▶ [WORK TO COMPLETE]
a) In the real-time prediction notebook, which file are the model weights loaded from?
b) Pick up the real-time prediction notebook after its last line and keep writing it.

▶ [TEXT BLOCK]
# Real-Time Prediction

## Reference

The code in this notebook is adapted and modified from the following Youtube tutorial: https://www.youtube.com/watch?v=doDUihpj6ro 

## Usage

With this notebook, real-time predictions can be made on the signs you perform in front of your webcam. The model used for predicting the corresponding words needs to be trained beforehand in the notebook "2_Modeling.ipynb". 

Here, the model weights are loaded from the 'first_model_whoop_whoop.h5' file. But you can change this to any other model, that was compiled and trained analogously. 

You can choose between two execution modes using `MODE = 'kaggle'` or `MODE = 'tutorial'`


## 1. Install and Import Dependencies

### Install Dependencies

In [17]:
%pip install tensorflow-macos opencv-python mediapipe-silicon sklearn matplotlib
#!pip install tensorflow==2.4.1 tensorflow-gpu==2.4.1 opencv-python mediapipe sklearn matplotlib # original code line from tutorial (he had a windows system)

Note: you may need to restart the kernel to use updated packages.

Records from a data collection
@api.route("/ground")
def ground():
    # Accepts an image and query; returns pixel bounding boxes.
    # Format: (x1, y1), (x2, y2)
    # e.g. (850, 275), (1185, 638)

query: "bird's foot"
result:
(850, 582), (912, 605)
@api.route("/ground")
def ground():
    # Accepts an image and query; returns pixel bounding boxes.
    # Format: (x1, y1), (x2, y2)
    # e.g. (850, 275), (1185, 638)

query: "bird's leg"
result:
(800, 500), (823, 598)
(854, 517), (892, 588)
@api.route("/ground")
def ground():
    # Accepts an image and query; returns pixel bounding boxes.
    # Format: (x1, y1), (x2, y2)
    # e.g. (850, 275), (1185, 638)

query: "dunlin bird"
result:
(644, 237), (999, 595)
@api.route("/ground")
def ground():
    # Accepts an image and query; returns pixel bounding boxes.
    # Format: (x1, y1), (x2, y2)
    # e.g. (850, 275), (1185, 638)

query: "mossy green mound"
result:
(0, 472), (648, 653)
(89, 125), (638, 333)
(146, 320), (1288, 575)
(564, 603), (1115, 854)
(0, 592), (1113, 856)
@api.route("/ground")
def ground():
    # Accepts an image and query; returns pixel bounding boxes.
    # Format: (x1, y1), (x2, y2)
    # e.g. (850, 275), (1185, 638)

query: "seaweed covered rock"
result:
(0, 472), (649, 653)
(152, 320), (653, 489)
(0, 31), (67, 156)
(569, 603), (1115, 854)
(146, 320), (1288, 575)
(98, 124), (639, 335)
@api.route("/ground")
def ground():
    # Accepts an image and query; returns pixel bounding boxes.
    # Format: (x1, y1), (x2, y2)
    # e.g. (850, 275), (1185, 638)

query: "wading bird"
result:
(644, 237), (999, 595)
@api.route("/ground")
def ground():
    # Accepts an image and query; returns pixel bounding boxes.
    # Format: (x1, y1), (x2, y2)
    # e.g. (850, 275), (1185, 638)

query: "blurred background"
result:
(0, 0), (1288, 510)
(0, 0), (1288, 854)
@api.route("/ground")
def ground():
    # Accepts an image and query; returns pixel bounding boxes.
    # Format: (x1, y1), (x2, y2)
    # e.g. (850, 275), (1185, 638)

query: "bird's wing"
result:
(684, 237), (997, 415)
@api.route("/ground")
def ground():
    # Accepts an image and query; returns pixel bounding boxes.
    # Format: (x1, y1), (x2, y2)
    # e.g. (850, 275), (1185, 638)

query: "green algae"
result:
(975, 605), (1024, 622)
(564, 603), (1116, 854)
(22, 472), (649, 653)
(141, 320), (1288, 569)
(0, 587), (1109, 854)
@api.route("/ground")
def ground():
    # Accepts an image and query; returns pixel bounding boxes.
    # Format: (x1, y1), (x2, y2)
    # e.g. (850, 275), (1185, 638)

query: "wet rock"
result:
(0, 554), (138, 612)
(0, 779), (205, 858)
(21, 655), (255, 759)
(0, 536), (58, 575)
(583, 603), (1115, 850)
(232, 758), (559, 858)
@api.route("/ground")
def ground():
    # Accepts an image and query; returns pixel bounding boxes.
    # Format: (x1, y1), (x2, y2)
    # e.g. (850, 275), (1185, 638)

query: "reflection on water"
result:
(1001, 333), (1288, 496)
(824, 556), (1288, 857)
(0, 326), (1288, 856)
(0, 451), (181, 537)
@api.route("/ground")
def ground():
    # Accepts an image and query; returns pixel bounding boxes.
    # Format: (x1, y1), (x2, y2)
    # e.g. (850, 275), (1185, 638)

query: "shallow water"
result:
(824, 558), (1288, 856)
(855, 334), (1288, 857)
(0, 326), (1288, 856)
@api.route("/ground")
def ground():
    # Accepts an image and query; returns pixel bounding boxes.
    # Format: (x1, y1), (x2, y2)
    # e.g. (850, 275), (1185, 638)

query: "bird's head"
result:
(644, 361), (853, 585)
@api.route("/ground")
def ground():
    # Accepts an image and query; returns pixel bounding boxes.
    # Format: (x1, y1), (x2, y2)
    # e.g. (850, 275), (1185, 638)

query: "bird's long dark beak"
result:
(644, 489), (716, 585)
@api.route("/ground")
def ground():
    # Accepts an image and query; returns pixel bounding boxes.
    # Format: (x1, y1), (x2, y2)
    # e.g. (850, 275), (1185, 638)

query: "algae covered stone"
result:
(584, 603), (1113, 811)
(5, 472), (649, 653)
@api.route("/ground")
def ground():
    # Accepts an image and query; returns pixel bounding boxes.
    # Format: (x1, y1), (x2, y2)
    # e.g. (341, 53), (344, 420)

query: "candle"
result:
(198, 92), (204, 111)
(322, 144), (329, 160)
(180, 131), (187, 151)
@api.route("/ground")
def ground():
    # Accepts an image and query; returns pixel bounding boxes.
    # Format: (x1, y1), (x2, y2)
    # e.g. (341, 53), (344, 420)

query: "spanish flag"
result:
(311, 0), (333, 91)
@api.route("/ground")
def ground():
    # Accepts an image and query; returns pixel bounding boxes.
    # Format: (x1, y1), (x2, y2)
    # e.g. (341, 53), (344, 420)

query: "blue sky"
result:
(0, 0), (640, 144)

▶ [ANSWERS PROVIDED]
a) The weights are loaded from the 'first_model_whoop_whoop.h5' file.

b)
### Import Dependencies

In [18]:
# general
import numpy as np
import pandas as pd
import os # easier file path handling

# for camera feed
import cv2 # opencv
from matplotlib import pyplot as plt # imshow for easy visualization
import time # to insert "sleep" in between frames
import mediapipe as mp # for accessing and reading from webcam

# for model re-building
from tensorflow.keras.models import Sequential
from tensorflow.keras.layers import LSTM, Dense

## 2. Setup Objects and Functions for MP Holistic Keypoints

### Execution Mode

In [19]:
# model to be used for real-time prediction
#model_path = 'tutorial/Easter_model_10signs.h5'
model_path = 'Modeling_logs/Easter_model_10signs_j_test/cp-0800.ckpt' # load model from checkpoint

### Initialize MP Holistic Model

In [20]:
mp_holistic = mp.solutions.holistic # holistic model
mp_drawing = mp.solutions.drawing_utils # drawing utilities

### Define Functions (later they all go into a python module for multiple use)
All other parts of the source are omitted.